TASK PROMPT » To complete the exercise, write out all the data exactly.

DATA »
──────────────────────────────

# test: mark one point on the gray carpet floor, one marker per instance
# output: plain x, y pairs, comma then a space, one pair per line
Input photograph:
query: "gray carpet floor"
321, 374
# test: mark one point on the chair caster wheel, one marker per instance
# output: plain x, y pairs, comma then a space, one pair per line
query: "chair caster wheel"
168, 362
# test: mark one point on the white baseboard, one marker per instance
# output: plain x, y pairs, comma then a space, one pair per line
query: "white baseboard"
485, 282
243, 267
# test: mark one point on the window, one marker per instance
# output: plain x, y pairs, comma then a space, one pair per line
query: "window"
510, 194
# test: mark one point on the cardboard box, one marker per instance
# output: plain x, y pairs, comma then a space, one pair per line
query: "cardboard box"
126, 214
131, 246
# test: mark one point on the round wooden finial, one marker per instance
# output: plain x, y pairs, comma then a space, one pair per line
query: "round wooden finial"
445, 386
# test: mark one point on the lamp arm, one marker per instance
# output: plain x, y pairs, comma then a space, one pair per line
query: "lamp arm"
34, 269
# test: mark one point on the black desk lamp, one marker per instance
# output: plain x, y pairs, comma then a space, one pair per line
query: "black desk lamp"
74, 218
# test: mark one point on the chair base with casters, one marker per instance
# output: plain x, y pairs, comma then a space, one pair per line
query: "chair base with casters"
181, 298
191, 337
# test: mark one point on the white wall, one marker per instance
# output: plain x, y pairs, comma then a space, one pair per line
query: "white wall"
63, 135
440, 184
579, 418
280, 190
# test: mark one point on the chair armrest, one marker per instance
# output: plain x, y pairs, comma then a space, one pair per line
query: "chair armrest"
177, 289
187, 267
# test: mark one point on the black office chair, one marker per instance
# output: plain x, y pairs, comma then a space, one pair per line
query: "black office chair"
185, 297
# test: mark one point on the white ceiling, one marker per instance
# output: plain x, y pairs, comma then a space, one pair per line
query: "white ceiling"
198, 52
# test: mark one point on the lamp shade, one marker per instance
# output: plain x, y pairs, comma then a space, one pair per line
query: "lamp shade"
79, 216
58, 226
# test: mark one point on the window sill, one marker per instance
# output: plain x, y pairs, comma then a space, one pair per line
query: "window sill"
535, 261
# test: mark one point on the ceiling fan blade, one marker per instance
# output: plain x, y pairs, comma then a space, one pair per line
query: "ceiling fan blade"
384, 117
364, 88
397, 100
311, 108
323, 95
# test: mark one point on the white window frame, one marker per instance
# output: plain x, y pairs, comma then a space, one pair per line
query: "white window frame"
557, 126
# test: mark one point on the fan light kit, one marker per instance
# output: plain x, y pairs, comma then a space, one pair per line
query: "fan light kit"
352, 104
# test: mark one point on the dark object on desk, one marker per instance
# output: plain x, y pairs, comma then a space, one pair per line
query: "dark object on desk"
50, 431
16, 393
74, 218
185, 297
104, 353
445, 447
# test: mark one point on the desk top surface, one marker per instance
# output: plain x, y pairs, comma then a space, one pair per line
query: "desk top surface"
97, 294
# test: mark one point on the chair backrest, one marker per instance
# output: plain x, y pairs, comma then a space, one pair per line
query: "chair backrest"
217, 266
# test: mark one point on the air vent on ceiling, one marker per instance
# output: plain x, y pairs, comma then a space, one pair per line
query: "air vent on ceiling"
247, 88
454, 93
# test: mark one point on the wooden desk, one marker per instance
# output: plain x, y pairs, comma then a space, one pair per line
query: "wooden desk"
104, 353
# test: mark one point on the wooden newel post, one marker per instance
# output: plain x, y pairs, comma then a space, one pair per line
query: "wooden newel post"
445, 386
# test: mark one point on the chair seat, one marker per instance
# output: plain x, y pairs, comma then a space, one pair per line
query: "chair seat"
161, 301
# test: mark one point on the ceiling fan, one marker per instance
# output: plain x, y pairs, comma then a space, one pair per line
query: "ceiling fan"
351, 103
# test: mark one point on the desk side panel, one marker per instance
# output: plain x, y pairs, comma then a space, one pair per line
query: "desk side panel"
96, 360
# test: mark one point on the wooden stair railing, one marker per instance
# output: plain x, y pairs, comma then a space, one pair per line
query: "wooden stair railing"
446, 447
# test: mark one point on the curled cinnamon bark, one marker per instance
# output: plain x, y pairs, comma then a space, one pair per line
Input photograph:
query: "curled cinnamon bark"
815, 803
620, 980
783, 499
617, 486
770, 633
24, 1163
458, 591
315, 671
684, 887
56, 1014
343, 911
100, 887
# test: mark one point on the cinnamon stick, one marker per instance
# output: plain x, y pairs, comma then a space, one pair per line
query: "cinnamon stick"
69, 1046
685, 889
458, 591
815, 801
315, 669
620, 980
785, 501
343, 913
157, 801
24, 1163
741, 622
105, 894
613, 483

──────────────────────────────

YOUR RESPONSE »
# test: mark one point on the gray carpet floor, one marker per instance
# output: plain x, y pairs, comma then a space, one pair per line
Input photograph:
query: "gray carpet floor"
321, 374
# test: mark one point on the chair caster wheel, one marker per instance
# output: plain x, y pairs, comma then a space, one pair per line
query: "chair caster wheel"
168, 362
# test: mark one point on the white baseboard, one marker per instance
# output: plain x, y pairs, comma then a space, one pair per line
query: "white baseboard"
485, 282
243, 267
# test: mark one point on the window, one marker per instance
# output: plain x, y pairs, comma then a space, one pair per line
query: "window"
510, 194
# test: mark one point on the cardboard box, one marker per instance
# output: plain x, y pairs, comma then a space, one pair per line
query: "cardboard box"
126, 214
131, 246
# test: mark one point on the round wooden finial, one marker per instance
# output: plain x, y pairs, comma then a space, one pair per line
query: "round wooden finial"
445, 386
# test: mark one point on the lamp arm, one marker per instance
# output: plain x, y pairs, comma then a space, one pair per line
query: "lamp arm"
34, 269
# test: mark one point on the black desk lamp, one marker per instance
# output: plain x, y pairs, comma then a space, one pair per line
query: "black desk lamp"
74, 218
# test: mark one point on the chair base with casters, one marker per instance
# output: plain x, y pairs, comma then a space, one pair per line
query: "chair base with casters"
181, 298
191, 337
# test: mark one point on the white wall, one marker per instance
# output: plain x, y pairs, comma then a space, one pair per line
query: "white wall"
63, 135
440, 184
579, 418
280, 190
# test: mark one point on the chair armrest, one marker per instance
# output: plain x, y pairs, comma then a space, one pair per line
query: "chair armrest"
177, 289
187, 267
# test: mark one point on the black office chair, one marker per instance
# output: plain x, y pairs, comma then a space, one pair per line
query: "black office chair"
185, 297
# test: mark one point on the white ceiling, one marker per instance
# output: plain x, y pairs, comma then a space, one pair per line
query: "white ceiling"
198, 52
# test: mark one point on the lamp shade, one marker per instance
# output: plain x, y pairs, comma then a space, one pair per line
query: "lamp shade"
79, 216
58, 226
# test: mark one point on the window sill, one marker per instance
# output: plain x, y pairs, comma then a space, one pair per line
query: "window sill"
535, 261
# test: mark one point on the ceiling fan blade, one marker per instance
# output: plain x, y pairs, comma then a space, one pair per line
query: "ceiling fan blade"
384, 117
364, 88
397, 100
311, 108
323, 95
# test: mark one point on the white window frame, one marker per instance
# output: plain x, y pairs, comma then a space, one pair per line
query: "white window frame"
557, 126
# test: mark one point on the fan light kit, one marker per instance
# output: plain x, y pairs, comma then a space, one pair per line
query: "fan light kit"
352, 104
# test: mark one point on the dark object on desk, one marker per instance
# output: plain x, y pairs, comma then a space, one pair per line
query: "dark object on desk"
50, 431
16, 393
74, 218
185, 297
104, 353
445, 447
# test: mark one point on the desk top surface, one marker per instance
# output: plain x, y pairs, comma then a space, one pair per line
query: "desk top surface"
97, 294
# test: mark one point on the chair backrest, one marker per instance
# output: plain x, y pairs, comma then a space, one pair per line
query: "chair backrest"
217, 266
# test: mark one point on the air vent on ceiling, one marker per instance
# output: plain x, y pairs, comma then a space, one pair per line
query: "air vent on ceiling"
247, 88
454, 93
# test: mark one point on the wooden desk, one marker per instance
# output: plain x, y pairs, comma then a space, one pair per line
query: "wooden desk"
104, 353
# test: mark one point on the wooden newel post, one marker per instance
# output: plain x, y pairs, comma then a space, one pair per line
query: "wooden newel post"
445, 386
# test: mark one point on the chair seat, one marker per instance
# output: plain x, y pairs, comma then a space, one pair per line
query: "chair seat"
161, 301
# test: mark one point on the ceiling fan, one marker per instance
# output: plain x, y pairs, comma then a space, one pair per line
query: "ceiling fan"
351, 103
# test: mark one point on the desk side panel, one marker per instance
# output: plain x, y pairs, comma then a space, one pair per line
query: "desk side panel"
96, 360
# test: mark one point on the wooden stair railing, one marker per instance
# output: plain x, y pairs, comma then a space, one pair per line
query: "wooden stair railing"
446, 447
# test: mark one point on the curled cinnamon bark, one marker per instance
# output: plain x, y pairs, comma then a space, one pair per line
Input photograph:
query: "curled cinnamon bark"
815, 803
620, 980
783, 499
617, 486
770, 633
24, 1163
458, 591
315, 671
684, 887
56, 1014
343, 911
100, 887
# test: mark one point on the cinnamon stick, one marker per instance
# output: plain x, y pairs, comma then a space, one pair per line
query: "cinnamon stick"
69, 1046
685, 889
458, 591
815, 801
315, 669
620, 980
785, 501
343, 913
157, 801
24, 1163
741, 622
105, 894
613, 483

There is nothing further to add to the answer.